# Texte fourni

☆ ☆ ☆ ☆

La réduction peut encore se poursuivre. La religion de Kant est une religion vide de prière. Bien plus, sans craindre le formidable paradoxe, il écrit tranquillement qu’entre la prière et la religion il y a une opposition radicale et que l’homme vraiment religieux « cesse de prier ». C, t. iv, p. 526 ; R., t. xi a, "p. 268-269. De son point de vue étroit, la prière ne pouvait être qu’une « hypocrisie ». Il l’écrit textuellement. Et en eiïet la ligne de son raisonnement le condamne à ces outrances. Tout le passage est à citer. Il est de l’époque où Kant est en possession de toute sa pensée (1788-1791) : « Attribuer à la prière d’autres effets que des effets naturels est une sottise qui ne demande pas à être longuement réfutée. La seule question admissible est celle-ci : ne faut-il pas conserver la prière à cause de ses résultats naturels ? » Ces résultats sont une conception plus nette des choses par la réflexion ; une représentation plus vive des motifs d’action et donc une sorte de pédagogie du vouloir moral. Kant rejette tout cela comme purement subjectif et parce que les mêmes résultats peuvent être obtenus en dehors de toute prière par des excitants psychologiques appropriés. Puis il ajoute, comme argument décisif : « La prière est hypocrite ; qu’elle soit vocale ou mentale, l’homme se représente toujours la divinité comme un objet sensible, alors qu’elle n’est qu’un principe rationnel. L’existence de Dieu n’est pas prouvée ; elle n’est que postulée et ne peut donc servir qu’à l’usage précis pour lequel la raison a été contrainte de la postuler. On dit : « Prier Dieu ne peut pas me nuire ; s’il n’existe pas, ma prière n’est qu’une bonne action superflue ; s’il existe, ma prière sera une action utile. » C’est là de l’hypocrisie, car la prière suppose précisément dans celui qui la fait la certitude de l’existence de Dieu. Aussi celui qui a déjà fait de grands progrès dans le bien cesse de prier ; car la franchise fait partie de ses règles de conduite ; de là vient aussi que ceux que l’on surprend en train de prier en sont honteux. Lorsqu’on parle en public au peuple, on peut et on doit garder l’usage des prières, parce qu’elles sont d’un grand effet rhétorique et peuvent produire une forte impression ; et d’ailleurs, quand on parle au peuple, il faut s’adresser à ses sens et descendre à son niveau autant que faire se peut. » C, t. iv, p. 526 ; R., t. xi a, p. 269.

Les expressions dont Kant se sert pour définir l’oraison ne manquent pas de vigueur : « Considérer la prière comme étant intrinsèquement un acte de piété, c’est une folie superstitieuse, c’est du fétichisme. » C, t. vi, p. 345 ; B., t. vi, p. 194 ; R., t. x, p. 235. La prière ne peut être que l’expression d’un désir et formuler ses désirs devant un être (Dieu) qui n’a pas besoin qu’on les lui expose est un acte dépourvu de valeur. Cet acte, n’étant pas inscrit au catalogue de nos obligations morales, ne peut d’aucune façon devenir religieux.

☆ ☆ ☆ ☆

# Données fournies
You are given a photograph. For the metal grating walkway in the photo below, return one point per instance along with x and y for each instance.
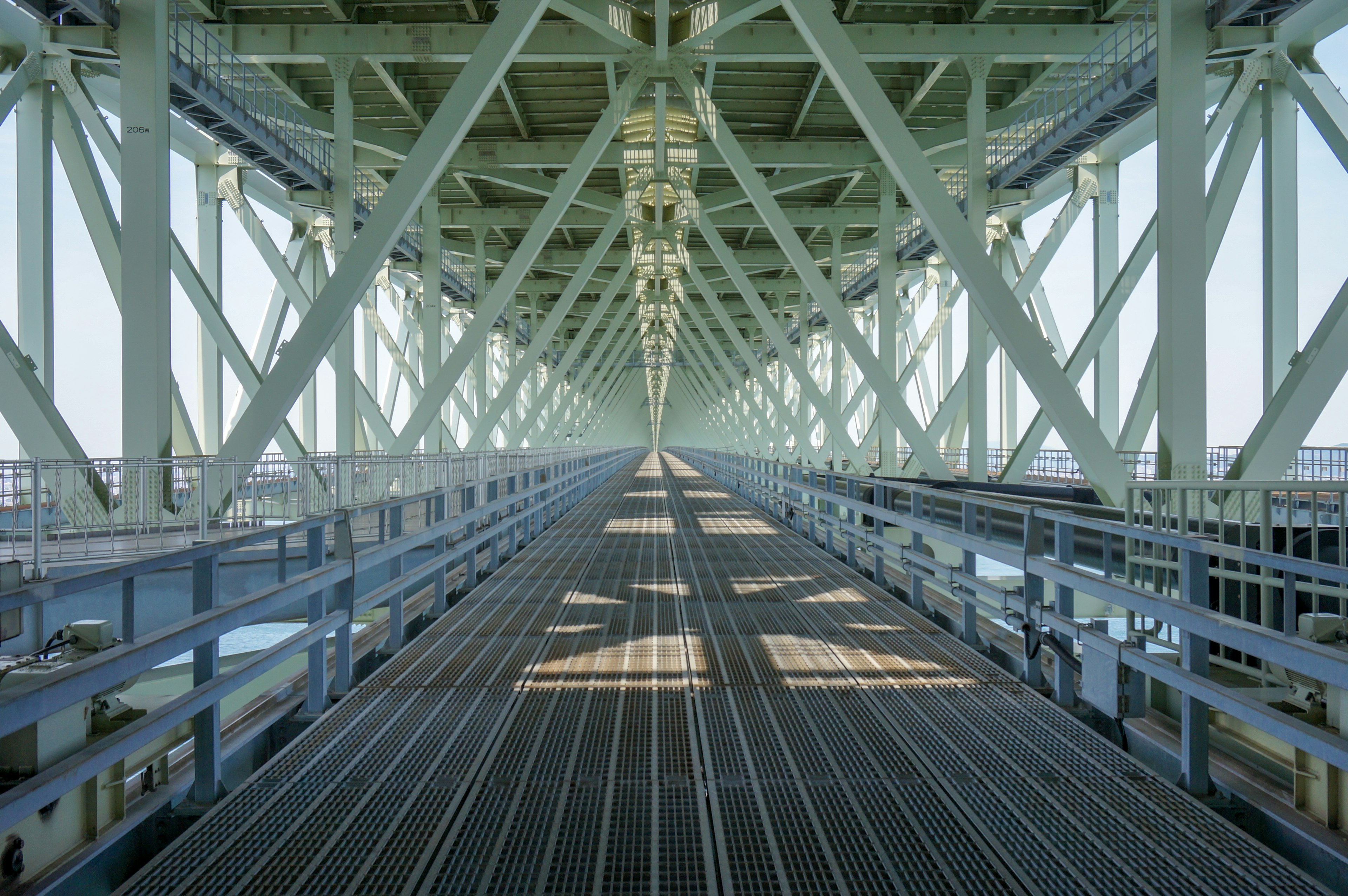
(666, 694)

☆ ☆ ☆ ☆

# À faire
1 – Indiquez si chacune de ces affirmations concorde avec le texte sur Kant et la prière : (a) pour Kant, l’existence de Dieu est prouvée ; (b) Kant admet qu’on garde l’usage des prières quand on parle en public au peuple ; (c) le passage cité date des années 1788-1791. Pour chacune, répondez par oui ou non et citez les mots du texte qui en décident.
2 – D’après le texte sur Kant et la prière, de quoi la prière ne peut-elle être que l’expression ?
3 – Reproduisez le passage du texte sur Kant et la prière qui commence par « Les expressions dont » et se poursuit jusqu’à « façon devenir religieux. ».

# Résultats
1 –
(a) Non : « L’existence de Dieu n’est pas prouvée ; elle n’est que postulée »
(b) Oui : « Lorsqu’on parle en public au peuple, on peut et on doit garder l’usage des prières »
(c) Oui : « Il est de l’époque où Kant est en possession de toute sa pensée (1788-1791) »

2 – D’un désir.

3 –
Les expressions dont Kant se sert pour définir l’oraison ne manquent pas de vigueur : « Considérer la prière comme étant intrinsèquement un acte de piété, c’est une folie superstitieuse, c’est du fétichisme. » C, t. vi, p. 345 ; B., t. vi, p. 194 ; R., t. x, p. 235. La prière ne peut être que l’expression d’un désir et formuler ses désirs devant un être (Dieu) qui n’a pas besoin qu’on les lui expose est un acte dépourvu de valeur. Cet acte, n’étant pas inscrit au catalogue de nos obligations morales, ne peut d’aucune façon devenir religieux.